[begin Material for this exercise]

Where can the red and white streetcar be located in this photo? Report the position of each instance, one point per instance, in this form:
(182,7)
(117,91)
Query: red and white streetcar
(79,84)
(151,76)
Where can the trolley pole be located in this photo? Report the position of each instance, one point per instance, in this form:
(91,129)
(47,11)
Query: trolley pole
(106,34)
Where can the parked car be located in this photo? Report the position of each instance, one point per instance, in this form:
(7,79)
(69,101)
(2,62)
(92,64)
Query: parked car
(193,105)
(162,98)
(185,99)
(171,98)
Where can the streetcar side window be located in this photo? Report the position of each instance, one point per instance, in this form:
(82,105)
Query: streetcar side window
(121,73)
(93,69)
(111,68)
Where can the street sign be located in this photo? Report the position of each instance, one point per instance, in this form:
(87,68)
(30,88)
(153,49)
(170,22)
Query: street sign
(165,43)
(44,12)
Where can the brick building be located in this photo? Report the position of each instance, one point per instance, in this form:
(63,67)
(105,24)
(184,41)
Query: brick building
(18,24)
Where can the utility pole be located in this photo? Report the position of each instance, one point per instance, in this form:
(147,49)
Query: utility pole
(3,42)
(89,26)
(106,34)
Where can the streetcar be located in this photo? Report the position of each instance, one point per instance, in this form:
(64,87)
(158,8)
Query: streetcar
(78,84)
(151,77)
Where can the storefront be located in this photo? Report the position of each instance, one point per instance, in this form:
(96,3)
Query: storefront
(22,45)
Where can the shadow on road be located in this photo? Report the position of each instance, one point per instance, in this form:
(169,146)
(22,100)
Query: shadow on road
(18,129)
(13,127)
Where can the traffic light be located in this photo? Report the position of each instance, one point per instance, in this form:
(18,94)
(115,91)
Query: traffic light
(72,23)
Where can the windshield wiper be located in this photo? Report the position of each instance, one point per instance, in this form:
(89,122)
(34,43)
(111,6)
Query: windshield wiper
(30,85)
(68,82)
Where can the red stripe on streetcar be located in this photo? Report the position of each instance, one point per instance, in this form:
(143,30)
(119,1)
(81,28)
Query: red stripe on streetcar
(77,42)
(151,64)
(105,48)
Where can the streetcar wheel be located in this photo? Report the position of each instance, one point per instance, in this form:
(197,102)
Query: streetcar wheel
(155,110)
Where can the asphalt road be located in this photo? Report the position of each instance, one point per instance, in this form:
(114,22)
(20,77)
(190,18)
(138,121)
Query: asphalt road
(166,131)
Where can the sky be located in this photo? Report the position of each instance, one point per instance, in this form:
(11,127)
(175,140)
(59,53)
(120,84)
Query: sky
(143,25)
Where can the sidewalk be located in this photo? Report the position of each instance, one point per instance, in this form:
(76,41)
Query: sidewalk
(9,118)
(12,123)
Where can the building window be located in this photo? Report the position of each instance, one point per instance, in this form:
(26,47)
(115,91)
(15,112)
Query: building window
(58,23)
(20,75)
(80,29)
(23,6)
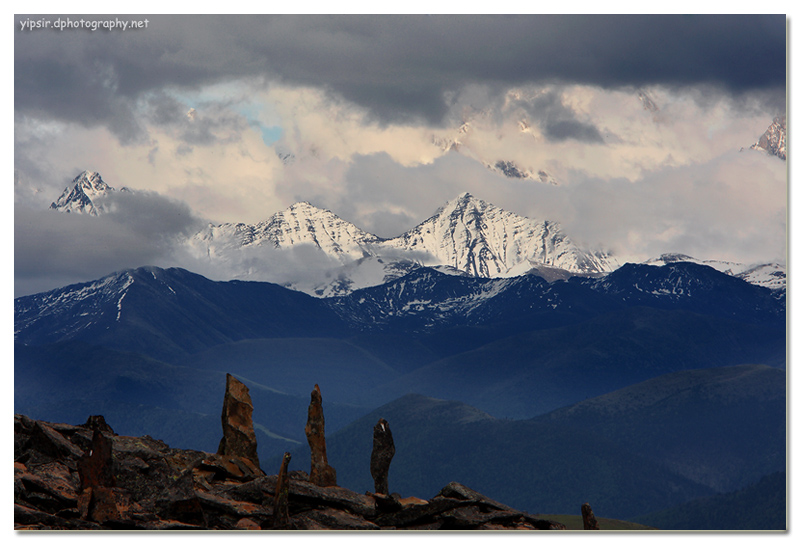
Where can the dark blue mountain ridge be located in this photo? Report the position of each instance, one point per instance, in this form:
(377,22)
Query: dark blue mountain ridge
(170,312)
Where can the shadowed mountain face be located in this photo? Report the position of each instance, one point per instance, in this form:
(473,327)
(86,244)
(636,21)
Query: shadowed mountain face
(662,442)
(656,365)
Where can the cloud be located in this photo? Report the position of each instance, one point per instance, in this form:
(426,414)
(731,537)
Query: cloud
(399,68)
(368,106)
(53,249)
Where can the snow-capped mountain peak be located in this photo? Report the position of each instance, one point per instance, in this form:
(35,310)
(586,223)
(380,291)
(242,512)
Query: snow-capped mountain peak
(80,195)
(85,195)
(773,141)
(484,240)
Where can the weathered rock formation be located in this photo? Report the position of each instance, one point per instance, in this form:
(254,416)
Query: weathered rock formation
(382,453)
(281,502)
(158,487)
(238,434)
(322,473)
(589,521)
(88,477)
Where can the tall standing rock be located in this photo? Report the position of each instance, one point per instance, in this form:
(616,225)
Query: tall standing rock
(382,453)
(322,474)
(589,521)
(280,505)
(238,435)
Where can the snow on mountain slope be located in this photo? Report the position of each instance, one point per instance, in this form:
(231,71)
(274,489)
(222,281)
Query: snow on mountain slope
(301,223)
(466,234)
(771,275)
(486,241)
(85,195)
(773,141)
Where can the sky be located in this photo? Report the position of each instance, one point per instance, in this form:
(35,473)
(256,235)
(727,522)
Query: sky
(643,123)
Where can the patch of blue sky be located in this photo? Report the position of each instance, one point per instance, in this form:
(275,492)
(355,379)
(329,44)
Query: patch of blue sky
(232,94)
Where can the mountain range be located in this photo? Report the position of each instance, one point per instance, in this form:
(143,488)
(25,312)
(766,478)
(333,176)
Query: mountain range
(637,391)
(773,141)
(503,355)
(465,236)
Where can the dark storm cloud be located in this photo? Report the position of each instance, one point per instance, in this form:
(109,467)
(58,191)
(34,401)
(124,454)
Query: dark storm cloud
(53,249)
(559,122)
(399,67)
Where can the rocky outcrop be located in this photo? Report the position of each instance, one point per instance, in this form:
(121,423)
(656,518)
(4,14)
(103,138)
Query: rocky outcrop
(238,434)
(321,472)
(589,521)
(382,453)
(157,487)
(88,477)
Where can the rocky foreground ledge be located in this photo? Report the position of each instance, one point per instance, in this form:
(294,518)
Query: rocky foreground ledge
(88,477)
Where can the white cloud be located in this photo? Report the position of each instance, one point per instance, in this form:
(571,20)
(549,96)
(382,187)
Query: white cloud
(665,180)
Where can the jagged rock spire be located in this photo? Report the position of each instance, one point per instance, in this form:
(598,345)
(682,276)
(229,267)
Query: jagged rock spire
(238,434)
(382,453)
(322,474)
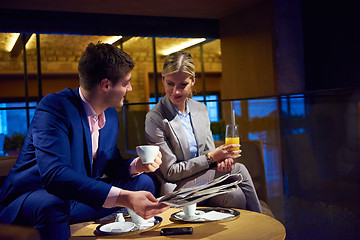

[end Material for this exercise]

§ **Your goal**
Format every line of the entries above as a JSON list of strings, one string per line, skipping blank lines. Leave the pictures out of the list.

§ **Answer in full**
[
  "Where can the red and white streetcar be located in this photo? Report the position of each instance, one point per instance, in this form:",
  "(182,7)",
  "(117,91)",
  "Query: red and white streetcar",
  "(79,84)",
  "(151,76)",
  "Where can the trolley pole be located in this photo? Report the position of each instance, one point per instance, in this form:",
  "(91,129)",
  "(47,11)",
  "Query: trolley pole",
  "(106,34)",
  "Where can the parked car be located in this photo? Report the position of each instance, one point per instance, in this form:",
  "(7,79)",
  "(69,101)",
  "(2,62)",
  "(92,64)",
  "Query: parked car",
  "(193,105)",
  "(162,98)",
  "(185,99)",
  "(171,98)",
  "Where can the streetcar side window be located in this photo? Report the position of each instance, one point per instance, in this form:",
  "(82,105)",
  "Query: streetcar side window",
  "(121,73)",
  "(93,69)",
  "(111,68)",
  "Where can the street sign be located in this photo? Report the position of each instance, one point per instance, in this form:",
  "(87,68)",
  "(30,88)",
  "(153,49)",
  "(170,22)",
  "Query: street sign",
  "(165,43)",
  "(44,12)",
  "Where can the brick building be located in this photo? Report the position of each instance, one point per instance, in this form:",
  "(63,67)",
  "(105,24)",
  "(184,41)",
  "Query: brick building",
  "(18,24)",
  "Where can the utility pole be located in this photo? Report the position of each instance, one point per instance, in this form:",
  "(147,49)",
  "Query: utility pole",
  "(3,42)",
  "(89,26)",
  "(106,34)",
  "Where can the streetcar be located in this photo? Report the position of each instance, one point per instance, in this form:",
  "(64,87)",
  "(158,8)",
  "Query: streetcar",
  "(78,84)",
  "(151,77)",
  "Where can the storefront be located in this photo? Report the position of each instance, one point per instance, in this form:",
  "(96,3)",
  "Query: storefront",
  "(22,45)",
  "Where can the shadow on road be located in this photo? Report the position of each instance, one point per instance, in this form:",
  "(169,146)",
  "(22,100)",
  "Query: shadow on road",
  "(18,129)",
  "(13,127)",
  "Where can the traffic light be located in this photo? Report the position of each instance, one point per instance, in this form:",
  "(18,94)",
  "(115,91)",
  "Query: traffic light",
  "(72,23)",
  "Where can the windshield wiper be located in this photo? Report the position of each instance, one point per instance, in this form:",
  "(89,122)",
  "(34,43)",
  "(111,6)",
  "Query: windshield wiper",
  "(30,85)",
  "(68,82)",
  "Where can the red stripe on streetcar be located in this photo? Report the position of each instance, one point per instance, in this form:",
  "(143,30)",
  "(119,1)",
  "(81,28)",
  "Query: red stripe on streetcar",
  "(77,42)",
  "(151,64)",
  "(105,48)",
  "Where can the streetcar wheel be located in this photo? Report the position of each instance, one point per instance, in this form:",
  "(197,102)",
  "Query: streetcar wheel",
  "(155,110)",
  "Where can the asphalt road be located in this photo? Report the position of each instance, one point per instance, in this form:",
  "(114,22)",
  "(20,77)",
  "(190,18)",
  "(138,121)",
  "Query: asphalt road",
  "(166,131)",
  "Where can the sky be located in this photo? Report the position of each instance, one point per instance, in this form:",
  "(11,127)",
  "(175,140)",
  "(59,53)",
  "(120,84)",
  "Query: sky",
  "(143,25)",
  "Where can the sidewalk be located in this photo? Report the position of each instance, one point per instance, in this form:",
  "(76,41)",
  "Query: sidewalk",
  "(9,118)",
  "(12,123)",
  "Where can the building window be located in this photo? Report the position of each instance, one point per instance, in this form:",
  "(26,47)",
  "(115,91)",
  "(15,112)",
  "Query: building window",
  "(58,23)",
  "(20,75)",
  "(80,29)",
  "(23,6)",
  "Where can the dark blue mountain ridge be located in this photo? Report the position of each instance, one point per instance, in this form:",
  "(377,22)",
  "Query: dark blue mountain ridge",
  "(170,312)",
  "Where can the shadowed mountain face be located in this photo? Report the position of each instance, one point per instance, in this form:",
  "(473,327)",
  "(86,244)",
  "(636,21)",
  "Query: shadowed mountain face",
  "(662,442)",
  "(656,365)",
  "Where can the cloud be located in this photo? Report the position of each instance, one point per instance, in this form:",
  "(426,414)",
  "(731,537)",
  "Query: cloud",
  "(399,68)",
  "(368,106)",
  "(53,249)",
  "Where can the snow-capped mountain peak be located in this photo? Report the position of each instance, one point per instance, in this form:",
  "(35,310)",
  "(586,223)",
  "(380,291)",
  "(242,512)",
  "Query: snow-capped mountain peak",
  "(80,195)",
  "(85,195)",
  "(773,141)",
  "(484,240)",
  "Where can the weathered rock formation be located in this photo? Report the position of each instance, one point per instance, in this form:",
  "(254,416)",
  "Query: weathered rock formation",
  "(382,453)",
  "(281,502)",
  "(158,487)",
  "(238,434)",
  "(322,473)",
  "(589,521)",
  "(88,477)",
  "Where can the tall standing rock be located in this photo? Report the position of each instance, one point per instance, in this form:",
  "(616,225)",
  "Query: tall standing rock",
  "(382,453)",
  "(322,474)",
  "(589,521)",
  "(280,505)",
  "(238,435)",
  "Where can the snow on mountain slope be located in this photo? Report the position of each instance, one point per instance, in this form:",
  "(231,71)",
  "(274,489)",
  "(222,281)",
  "Query: snow on mountain slope",
  "(301,223)",
  "(466,234)",
  "(771,275)",
  "(486,241)",
  "(85,195)",
  "(773,141)",
  "Where can the sky be located in this photo? Report the position of each instance, one point per instance, in this form:",
  "(35,473)",
  "(256,235)",
  "(727,522)",
  "Query: sky",
  "(643,123)",
  "Where can the patch of blue sky be located in this photo? Report the position of each instance, one point per instance, in this form:",
  "(275,492)",
  "(355,379)",
  "(329,44)",
  "Query: patch of blue sky",
  "(232,94)",
  "Where can the mountain range be located in this photo? Report the position of each instance, one point per instance, in this form:",
  "(143,488)",
  "(25,312)",
  "(766,478)",
  "(333,176)",
  "Query: mountain range",
  "(637,391)",
  "(773,141)",
  "(503,355)",
  "(465,236)",
  "Where can the dark storm cloud be located in this photo? Report the position of each instance, one point per instance, in this form:",
  "(109,467)",
  "(58,191)",
  "(34,401)",
  "(124,454)",
  "Query: dark storm cloud",
  "(53,249)",
  "(559,122)",
  "(399,67)",
  "Where can the rocky outcrop be located in this photo? Report the position of each instance, one point per instance, in this form:",
  "(121,423)",
  "(656,518)",
  "(4,14)",
  "(103,138)",
  "Query: rocky outcrop",
  "(238,434)",
  "(321,472)",
  "(589,521)",
  "(382,453)",
  "(157,487)",
  "(88,477)",
  "Where can the rocky foreground ledge be located in this photo? Report the position of each instance, one point per instance, in this form:",
  "(294,518)",
  "Query: rocky foreground ledge",
  "(88,477)",
  "Where can the white cloud be located in this photo? Report the position of each instance, one point per instance, in this form:",
  "(571,20)",
  "(549,96)",
  "(382,187)",
  "Query: white cloud",
  "(665,180)",
  "Where can the jagged rock spire be located in this photo? Report the position of each instance, one point per instance, in this form:",
  "(598,345)",
  "(682,276)",
  "(229,267)",
  "Query: jagged rock spire",
  "(238,434)",
  "(382,453)",
  "(322,474)"
]